- [Text provided]
^^^^^^^^^^^^^^^^

The other aesthetics that we mapped are the basic coordinates of the
network plot. These might also be set as part of the call to
geom_segment, but setting them at the root of the plot
avoids having to repeat them in additional geoms.
Note that geom_edges can also produce curved edges by
setting its curvature argument to any value above
0 (the default):
ggplot(n, aes(x = x, y = y, xend = xend, yend = yend)) +
  geom_edges(aes(linetype = type), color = "grey50", curvature = 0.1) +
  theme_blank()

 
geom_nodes
Let’s now draw the nodes using geom_nodes, which is just
a lightly hacked version of geom_point. In the example
below, we map the family vertex attribute to the color of
the nodes, and make the size of these nodes proportional to the
importance vertx attribute:
ggplot(n, aes(x = x, y = y, xend = xend, yend = yend)) +
  geom_edges(aes(linetype = type), color = "grey50") +
  geom_nodes(aes(color = family, size = importance)) +
  theme_blank()

Because ggplot2 follows Wilkinson’s grammar of graphics,
it accepts only one color scale. In the example above, that scale is
mapped to a vertex attribute, but it could have also been mapped to an
edge attribute. Mapping a color to both a vertex attribute and
an edge attribute will create a single color scale that incorrectly
merges both attributes into one:
ggplot(n, aes(x = x, y = y, xend = xend, yend = yend)) +
  geom_edges(aes(color = type)) +
  geom_nodes(aes(color = family)) +
  theme_blank()

^^^^^^^^^^^^^^^^

- [Tasks to carry out]
a – Condense the paragraph in the text on network plots that begins "Because ggplot2 follows Wilkinson's grammar of graphics" into two shorter sentences that keep its main facts.
b – Reproduce the text on network plots from "The other aesthetics" to "in additional geoms.", substituting "base" for "root".

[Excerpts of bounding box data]
^^^^^^^^^^^^^^^^

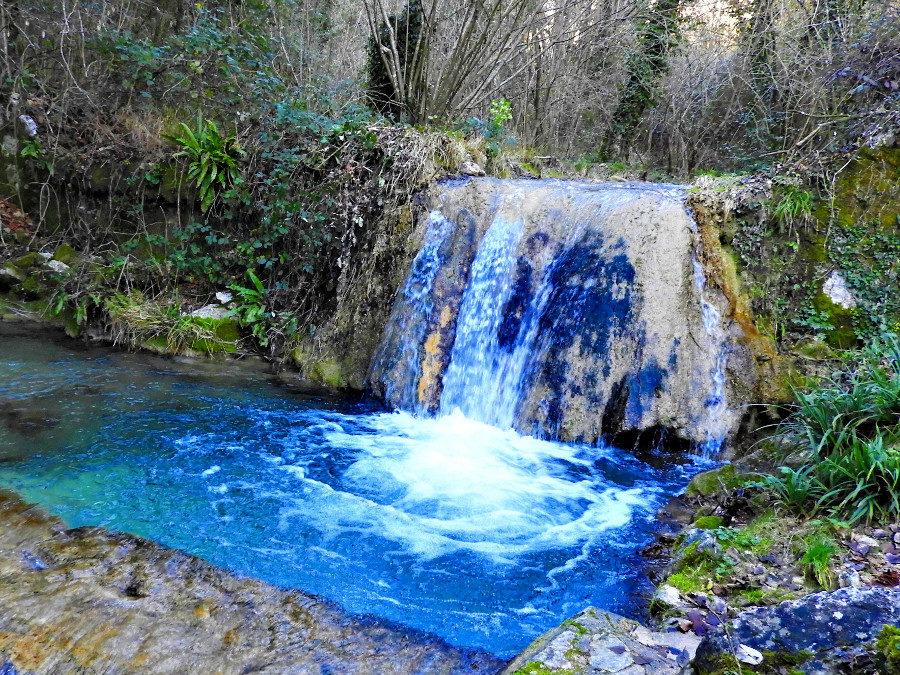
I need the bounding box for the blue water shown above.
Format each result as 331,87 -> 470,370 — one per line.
0,327 -> 696,656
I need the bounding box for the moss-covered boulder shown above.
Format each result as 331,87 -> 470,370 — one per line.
694,588 -> 900,675
685,464 -> 749,497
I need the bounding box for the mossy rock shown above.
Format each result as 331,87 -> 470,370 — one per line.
12,251 -> 47,272
140,335 -> 172,354
794,338 -> 835,361
693,516 -> 722,530
875,624 -> 900,675
685,464 -> 747,497
310,359 -> 347,389
22,277 -> 48,300
813,293 -> 857,349
53,244 -> 79,267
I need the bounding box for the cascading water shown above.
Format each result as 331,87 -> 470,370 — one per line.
440,217 -> 524,428
370,211 -> 453,410
693,256 -> 728,457
0,179 -> 737,657
370,179 -> 737,452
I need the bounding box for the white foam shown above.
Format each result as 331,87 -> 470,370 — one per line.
280,412 -> 649,566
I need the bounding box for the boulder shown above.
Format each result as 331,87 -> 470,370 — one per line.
0,491 -> 503,675
504,607 -> 700,675
694,587 -> 900,674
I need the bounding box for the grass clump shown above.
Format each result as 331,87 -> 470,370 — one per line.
759,334 -> 900,522
103,293 -> 234,354
800,534 -> 838,589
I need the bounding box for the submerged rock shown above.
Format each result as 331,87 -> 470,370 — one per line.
0,492 -> 503,675
504,607 -> 700,675
694,587 -> 900,673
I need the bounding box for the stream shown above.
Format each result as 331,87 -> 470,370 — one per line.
0,325 -> 700,657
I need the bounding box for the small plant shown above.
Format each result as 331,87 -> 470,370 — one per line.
752,466 -> 822,514
228,270 -> 269,347
103,293 -> 223,353
757,335 -> 900,522
167,117 -> 245,213
488,98 -> 512,129
775,185 -> 813,234
800,535 -> 838,589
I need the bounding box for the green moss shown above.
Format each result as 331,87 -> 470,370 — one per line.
53,244 -> 78,267
760,650 -> 815,673
732,588 -> 795,606
794,339 -> 835,361
514,661 -> 573,675
666,572 -> 710,593
693,516 -> 722,530
140,335 -> 171,354
875,624 -> 900,675
686,464 -> 747,497
22,277 -> 47,299
813,293 -> 857,349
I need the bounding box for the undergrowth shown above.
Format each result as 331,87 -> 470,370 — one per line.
760,335 -> 900,522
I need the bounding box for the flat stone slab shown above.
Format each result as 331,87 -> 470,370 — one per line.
0,491 -> 505,675
695,587 -> 900,674
505,607 -> 700,675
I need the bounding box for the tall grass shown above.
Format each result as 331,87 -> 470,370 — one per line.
763,335 -> 900,522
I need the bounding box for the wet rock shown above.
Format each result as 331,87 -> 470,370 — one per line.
651,584 -> 683,611
0,492 -> 503,675
822,271 -> 856,309
367,178 -> 755,447
734,645 -> 763,666
53,244 -> 79,267
694,588 -> 900,673
459,160 -> 484,176
190,305 -> 228,320
504,607 -> 700,675
47,260 -> 72,274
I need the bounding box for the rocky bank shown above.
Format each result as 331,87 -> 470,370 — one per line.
0,492 -> 503,675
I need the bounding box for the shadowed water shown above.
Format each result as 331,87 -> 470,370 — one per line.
0,328 -> 694,656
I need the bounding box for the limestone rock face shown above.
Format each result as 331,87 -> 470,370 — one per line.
504,607 -> 700,675
0,492 -> 503,675
694,587 -> 900,673
369,178 -> 755,443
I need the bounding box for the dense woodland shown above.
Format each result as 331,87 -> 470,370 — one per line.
0,0 -> 900,356
0,0 -> 900,174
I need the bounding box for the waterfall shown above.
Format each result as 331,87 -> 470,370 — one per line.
370,179 -> 738,452
693,255 -> 728,457
374,211 -> 453,410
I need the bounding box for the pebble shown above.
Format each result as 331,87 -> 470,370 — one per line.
707,597 -> 728,614
735,644 -> 763,666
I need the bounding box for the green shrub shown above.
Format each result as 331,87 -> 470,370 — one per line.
167,116 -> 246,212
759,335 -> 900,522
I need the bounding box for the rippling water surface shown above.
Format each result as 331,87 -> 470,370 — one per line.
0,328 -> 696,656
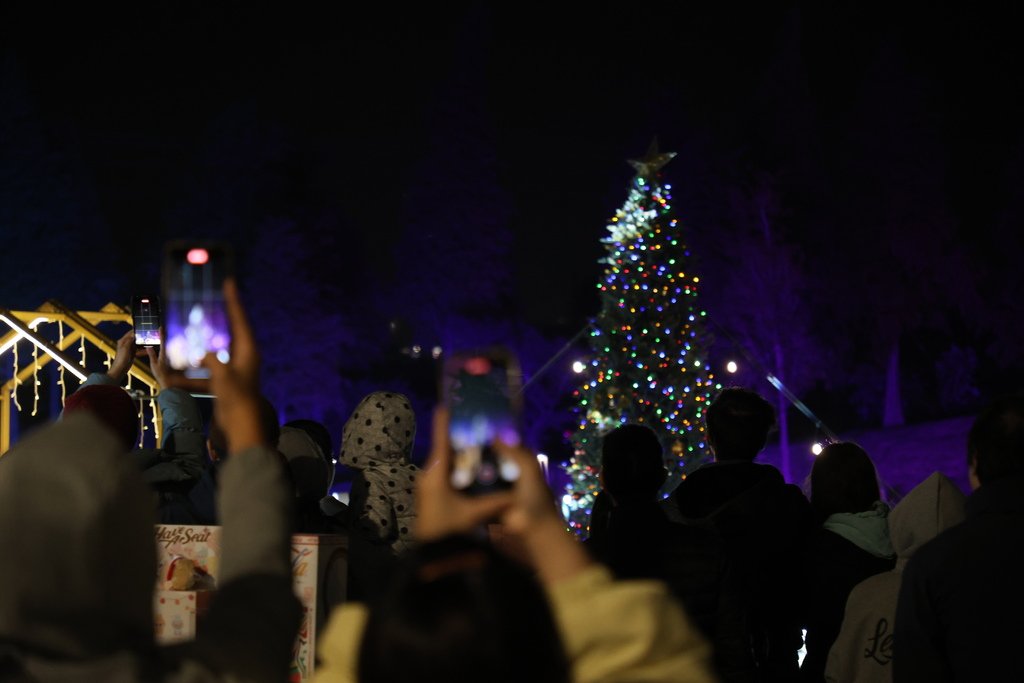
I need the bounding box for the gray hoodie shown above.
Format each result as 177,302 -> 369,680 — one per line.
338,391 -> 419,553
825,472 -> 967,683
0,414 -> 300,683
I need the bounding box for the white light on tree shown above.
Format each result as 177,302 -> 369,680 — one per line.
537,453 -> 548,481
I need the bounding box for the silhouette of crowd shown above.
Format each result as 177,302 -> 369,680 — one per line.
0,282 -> 1024,683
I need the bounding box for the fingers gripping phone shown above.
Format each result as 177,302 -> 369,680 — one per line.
441,348 -> 521,495
163,242 -> 232,378
131,296 -> 160,346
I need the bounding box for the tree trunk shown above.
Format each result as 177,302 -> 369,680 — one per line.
772,333 -> 791,481
882,336 -> 905,427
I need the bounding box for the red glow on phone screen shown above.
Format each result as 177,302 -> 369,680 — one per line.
466,357 -> 490,375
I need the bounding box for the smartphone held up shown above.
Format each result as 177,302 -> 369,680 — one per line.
441,348 -> 521,495
131,295 -> 160,346
163,242 -> 232,378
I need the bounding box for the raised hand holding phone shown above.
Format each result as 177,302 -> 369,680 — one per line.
441,347 -> 521,495
131,295 -> 161,348
202,279 -> 266,454
163,241 -> 232,379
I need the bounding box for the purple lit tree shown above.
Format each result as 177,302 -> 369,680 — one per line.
562,142 -> 720,532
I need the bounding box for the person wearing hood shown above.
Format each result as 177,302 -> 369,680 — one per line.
284,418 -> 348,532
668,387 -> 812,683
338,391 -> 419,600
800,441 -> 896,683
62,330 -> 205,523
893,396 -> 1024,683
0,283 -> 302,683
825,472 -> 967,683
278,425 -> 345,533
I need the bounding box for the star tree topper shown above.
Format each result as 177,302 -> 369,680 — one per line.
599,137 -> 676,246
630,137 -> 676,178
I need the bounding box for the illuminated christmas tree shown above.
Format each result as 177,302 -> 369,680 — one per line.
562,141 -> 721,532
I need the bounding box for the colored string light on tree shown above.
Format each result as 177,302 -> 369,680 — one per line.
562,143 -> 718,533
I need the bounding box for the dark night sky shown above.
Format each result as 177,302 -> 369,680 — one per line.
0,2 -> 1024,432
3,3 -> 1021,317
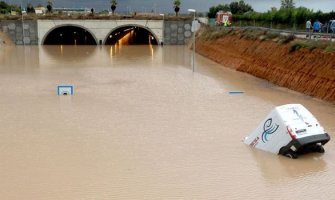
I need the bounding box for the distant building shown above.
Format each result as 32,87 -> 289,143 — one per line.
34,6 -> 47,15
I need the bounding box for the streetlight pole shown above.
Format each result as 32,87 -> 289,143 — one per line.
187,9 -> 196,72
159,13 -> 165,45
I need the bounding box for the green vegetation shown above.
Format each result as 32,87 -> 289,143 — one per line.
280,0 -> 294,9
207,0 -> 253,18
173,0 -> 181,16
234,7 -> 335,27
0,1 -> 20,14
208,0 -> 335,29
198,27 -> 335,53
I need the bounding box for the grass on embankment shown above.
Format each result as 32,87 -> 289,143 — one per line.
198,27 -> 335,53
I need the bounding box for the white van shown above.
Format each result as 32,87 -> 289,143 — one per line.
244,104 -> 330,158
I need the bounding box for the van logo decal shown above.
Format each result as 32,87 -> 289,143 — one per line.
262,118 -> 279,143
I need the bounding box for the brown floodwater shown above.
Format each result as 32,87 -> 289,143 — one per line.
0,45 -> 335,200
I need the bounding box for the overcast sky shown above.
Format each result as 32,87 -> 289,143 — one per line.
6,0 -> 335,13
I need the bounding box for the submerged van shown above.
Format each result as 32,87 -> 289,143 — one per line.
244,104 -> 330,159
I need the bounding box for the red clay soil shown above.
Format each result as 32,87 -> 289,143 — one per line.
196,35 -> 335,103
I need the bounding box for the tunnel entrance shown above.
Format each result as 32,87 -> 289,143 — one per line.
105,26 -> 158,45
43,26 -> 97,45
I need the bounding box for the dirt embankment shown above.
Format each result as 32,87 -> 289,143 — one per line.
196,35 -> 335,103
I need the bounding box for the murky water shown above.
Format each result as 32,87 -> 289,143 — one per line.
0,46 -> 335,200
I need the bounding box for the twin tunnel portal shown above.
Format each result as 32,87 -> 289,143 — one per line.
42,25 -> 159,45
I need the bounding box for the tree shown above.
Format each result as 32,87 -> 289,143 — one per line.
207,4 -> 230,18
280,0 -> 294,9
229,0 -> 254,14
27,3 -> 35,13
173,0 -> 181,16
111,0 -> 117,15
47,0 -> 52,13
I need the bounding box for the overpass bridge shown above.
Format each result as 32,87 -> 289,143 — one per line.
0,19 -> 192,45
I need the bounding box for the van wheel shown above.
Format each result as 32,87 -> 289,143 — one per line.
285,151 -> 298,159
315,144 -> 325,153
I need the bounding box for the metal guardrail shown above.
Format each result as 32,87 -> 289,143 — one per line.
215,26 -> 335,39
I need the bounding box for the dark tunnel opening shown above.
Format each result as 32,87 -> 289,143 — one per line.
44,26 -> 97,45
105,26 -> 158,45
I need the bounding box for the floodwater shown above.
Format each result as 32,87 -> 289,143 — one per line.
0,45 -> 335,200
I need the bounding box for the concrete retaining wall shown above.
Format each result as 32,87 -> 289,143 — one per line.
0,20 -> 192,45
0,20 -> 38,45
164,21 -> 192,45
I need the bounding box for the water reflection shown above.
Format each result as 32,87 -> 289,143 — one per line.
250,148 -> 327,182
40,45 -> 98,62
0,46 -> 335,200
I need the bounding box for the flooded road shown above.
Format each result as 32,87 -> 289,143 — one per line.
0,46 -> 335,200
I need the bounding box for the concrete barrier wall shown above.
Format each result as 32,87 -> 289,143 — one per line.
0,20 -> 38,45
163,21 -> 192,45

^^^^^^^^^^^^^^^^

- [Outputs in order]
a – Under Wilkinson's grammar of graphics, which ggplot2 follows, a plot accepts only one color scale, mapped to either a vertex attribute or an edge attribute. Mapping color to both creates a single scale that incorrectly merges the two attributes into one.

b –
The other aesthetics that we mapped are the basic coordinates of the
network plot. These might also be set as part of the call to
geom_segment, but setting them at the base of the plot
avoids having to repeat them in additional geoms.